Would you repeat the listing exactly but omit every picture?

__Excerpts of location labeling data__
☆ ☆ ☆ ☆
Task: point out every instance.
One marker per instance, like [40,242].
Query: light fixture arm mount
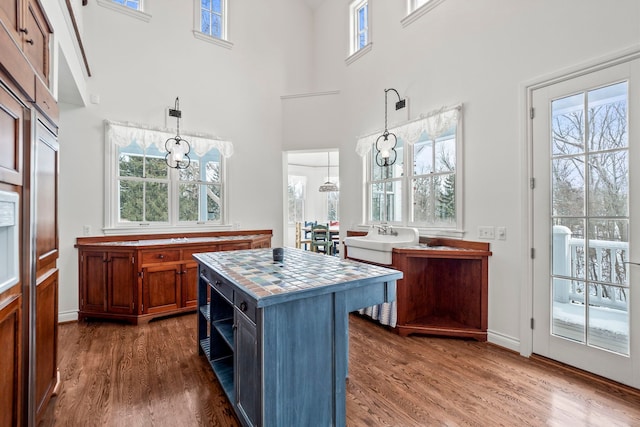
[178,149]
[385,148]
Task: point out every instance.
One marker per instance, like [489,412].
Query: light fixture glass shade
[328,187]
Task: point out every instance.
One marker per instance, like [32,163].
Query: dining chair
[300,241]
[320,241]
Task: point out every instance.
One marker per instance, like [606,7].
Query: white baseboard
[504,341]
[67,316]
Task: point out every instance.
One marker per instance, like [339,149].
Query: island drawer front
[361,297]
[222,287]
[165,255]
[246,305]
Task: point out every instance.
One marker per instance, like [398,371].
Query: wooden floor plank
[151,375]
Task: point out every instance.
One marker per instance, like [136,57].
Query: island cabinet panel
[139,278]
[276,334]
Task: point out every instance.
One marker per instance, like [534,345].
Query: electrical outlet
[501,233]
[486,232]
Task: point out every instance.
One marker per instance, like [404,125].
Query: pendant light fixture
[178,149]
[386,143]
[328,186]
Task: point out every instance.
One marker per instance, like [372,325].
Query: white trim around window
[117,134]
[414,14]
[138,14]
[356,48]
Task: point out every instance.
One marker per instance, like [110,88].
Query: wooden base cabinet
[444,290]
[146,280]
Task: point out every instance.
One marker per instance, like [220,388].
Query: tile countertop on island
[300,274]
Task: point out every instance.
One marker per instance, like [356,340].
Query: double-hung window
[421,189]
[142,191]
[359,14]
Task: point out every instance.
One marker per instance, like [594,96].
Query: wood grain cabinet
[149,280]
[445,288]
[28,25]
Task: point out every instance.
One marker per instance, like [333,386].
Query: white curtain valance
[123,134]
[433,124]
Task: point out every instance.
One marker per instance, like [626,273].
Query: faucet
[386,230]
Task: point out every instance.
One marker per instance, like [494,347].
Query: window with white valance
[141,191]
[423,188]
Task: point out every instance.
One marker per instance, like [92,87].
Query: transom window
[420,189]
[133,4]
[142,191]
[213,18]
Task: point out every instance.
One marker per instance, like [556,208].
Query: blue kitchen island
[276,333]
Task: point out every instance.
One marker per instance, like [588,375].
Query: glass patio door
[586,222]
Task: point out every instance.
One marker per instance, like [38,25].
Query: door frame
[526,92]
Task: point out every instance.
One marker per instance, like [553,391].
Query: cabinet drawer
[218,284]
[187,253]
[165,255]
[246,305]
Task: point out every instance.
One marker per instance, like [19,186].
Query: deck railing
[601,262]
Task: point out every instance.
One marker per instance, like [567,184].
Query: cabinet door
[93,281]
[121,283]
[247,369]
[10,16]
[10,361]
[189,284]
[46,172]
[12,115]
[161,288]
[46,355]
[36,39]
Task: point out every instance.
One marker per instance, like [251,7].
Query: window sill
[416,14]
[138,14]
[213,40]
[124,231]
[360,53]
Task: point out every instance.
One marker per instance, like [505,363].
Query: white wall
[139,68]
[480,53]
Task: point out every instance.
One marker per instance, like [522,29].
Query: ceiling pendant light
[386,143]
[178,149]
[328,186]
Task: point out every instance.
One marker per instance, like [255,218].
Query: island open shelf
[271,329]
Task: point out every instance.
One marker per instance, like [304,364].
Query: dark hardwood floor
[151,375]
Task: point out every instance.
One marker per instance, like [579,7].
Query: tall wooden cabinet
[29,168]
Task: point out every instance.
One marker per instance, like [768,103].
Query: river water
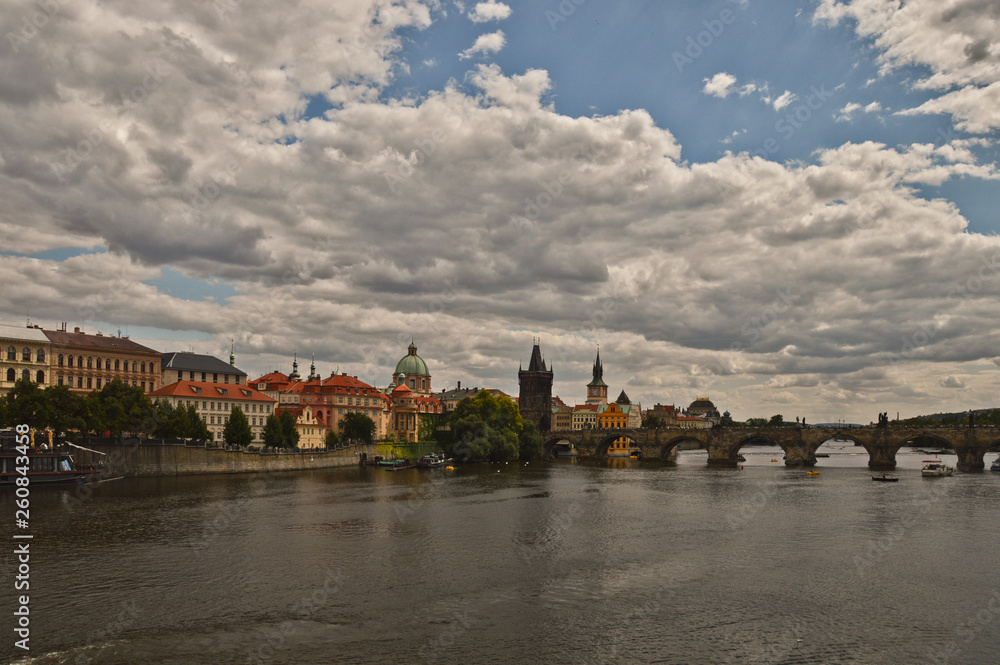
[565,562]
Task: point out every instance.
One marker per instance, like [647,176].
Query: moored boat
[45,467]
[935,469]
[431,460]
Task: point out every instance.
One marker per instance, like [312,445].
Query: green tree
[237,430]
[271,434]
[26,405]
[357,428]
[530,441]
[485,427]
[286,426]
[125,408]
[67,410]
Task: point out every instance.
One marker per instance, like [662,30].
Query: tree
[271,434]
[357,428]
[237,430]
[125,408]
[26,405]
[485,427]
[286,426]
[530,441]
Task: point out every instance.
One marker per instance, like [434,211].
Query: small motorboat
[935,469]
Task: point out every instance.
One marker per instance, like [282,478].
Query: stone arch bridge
[799,443]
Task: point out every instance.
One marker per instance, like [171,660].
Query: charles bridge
[799,442]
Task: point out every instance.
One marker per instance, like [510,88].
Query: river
[563,562]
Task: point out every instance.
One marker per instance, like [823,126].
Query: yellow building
[24,354]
☆ ☆ ☆ ☆
__WRITTEN ANSWER__
Task: point out every instance.
One marker per instance, like [40,242].
Query: light fixture arm mount
[178,149]
[385,148]
Task: point out every instance.
One marker per instance, like [489,412].
Query: light fixture glass shade
[328,187]
Task: point out every instance.
One marker per instance, like [32,163].
Query: dining chair
[300,241]
[320,241]
Task: point out every instance.
One marker per instance, like [606,7].
Query: white baseboard
[504,341]
[67,316]
Task: point out every instance.
One marker per instance, like [339,149].
Query: island drawer front
[361,297]
[222,287]
[165,255]
[246,305]
Task: point out every instance.
One marker per instance, like [398,371].
Query: wooden floor plank
[151,375]
Task: point out every instance.
One marker per instance, like [136,57].
Query: island cabinet panel
[139,278]
[276,334]
Task: point out every instance.
One marker per instance, like [534,345].
Query: electrical outlet
[501,233]
[486,232]
Task: point out every instance.
One marker per instance, like [404,125].
Query: pendant light fixture
[178,149]
[386,143]
[328,186]
Task: point out every instance.
One marker per instance, like [372,325].
Query: white trim around window
[117,134]
[414,14]
[138,14]
[356,48]
Task: point out every instance.
One marker per instance, like [110,88].
Query: wooden base cabinet
[444,290]
[146,280]
Task: point out every instance.
One marker per instance, like [220,388].
Query: tile countertop on island
[300,274]
Task: point out every instance.
One marker per instance, like [356,340].
Query: double-hung window
[421,189]
[142,191]
[359,14]
Task: point out every instance.
One marker per instance, like [594,96].
Query: wood grain cabinet
[149,280]
[445,288]
[28,25]
Task: point out every instance.
One marker per instance, like [333,386].
Query: white curtain valance
[123,134]
[433,124]
Task: point out every instance.
One marker per instance, like [626,273].
Query: faucet
[386,230]
Task: point out every instance.
One marker per instance, like [494,347].
Query: window with white valance
[141,191]
[423,188]
Task: point out every instance.
One marker per instance, like [92,87].
Query: transom window
[420,189]
[133,4]
[142,191]
[213,18]
Task: point out every instance.
One marker per instance, like [556,208].
Query: blue kitchen island
[276,333]
Task: point out every instance.
One marker per instance, like [588,375].
Query: glass patio door
[586,222]
Task: point out every instance.
One marker per instance, like [38,25].
Query: door frame
[526,92]
Task: point out every instance.
One marker per instance, like [553,391].
Query: cabinet drawer
[218,284]
[187,253]
[165,255]
[246,305]
Task: point out every instance.
One marker per instance, like [19,186].
Query: deck railing
[601,262]
Task: point out every instance.
One marker per instance, like [567,184].
Query: cabinet door
[93,281]
[121,283]
[247,369]
[10,16]
[10,361]
[189,284]
[46,172]
[12,115]
[161,288]
[46,355]
[36,39]
Task: point out every instance.
One marker per instance, like [251,7].
Query: window sill
[416,14]
[138,14]
[213,40]
[124,231]
[360,53]
Task: point out every instance.
One marker per instance, like [505,363].
Query: white wall
[139,68]
[480,53]
Task: point out every instance.
One marker per instance, like [522,29].
Query: ceiling pendant light
[386,143]
[178,149]
[328,186]
Task: point out every instance.
One marker per instance, like [255,218].
Query: island open shelf
[271,329]
Task: point out every instance.
One marker per instance, like [304,364].
Query: dark hardwood floor
[151,375]
Task: point out every instance.
One marker per instance, like [579,7].
Query: tall wooden cabinet
[29,168]
Task: point out every instance.
One marker per instance, like [768,103].
Query: river water
[565,562]
Task: point out every instance.
One marker per instance, like [647,176].
Query: moored boat
[45,467]
[935,469]
[431,460]
Task: point out every instance.
One marker per instance, like [312,445].
Query: green tree
[237,430]
[271,434]
[26,405]
[357,428]
[530,441]
[485,427]
[286,426]
[125,408]
[67,410]
Task: point out every instance.
One marker per instance, like [662,30].
Query: tree
[271,434]
[357,428]
[237,430]
[125,408]
[26,405]
[485,427]
[286,426]
[530,441]
Task: point out every instance.
One marker per instance, like [434,211].
Query: small motorboat
[935,469]
Task: point out every instance.
One marker per instance, like [282,478].
Query: stone arch bridge
[799,443]
Task: point out every instance.
One marker per instance, like [171,660].
Query: charles bridge
[799,442]
Task: point out every instance.
One marker per instance, like [510,88].
Query: river
[563,562]
Task: point out every instance.
One marker per instance, like [823,126].
Query: yellow building
[24,354]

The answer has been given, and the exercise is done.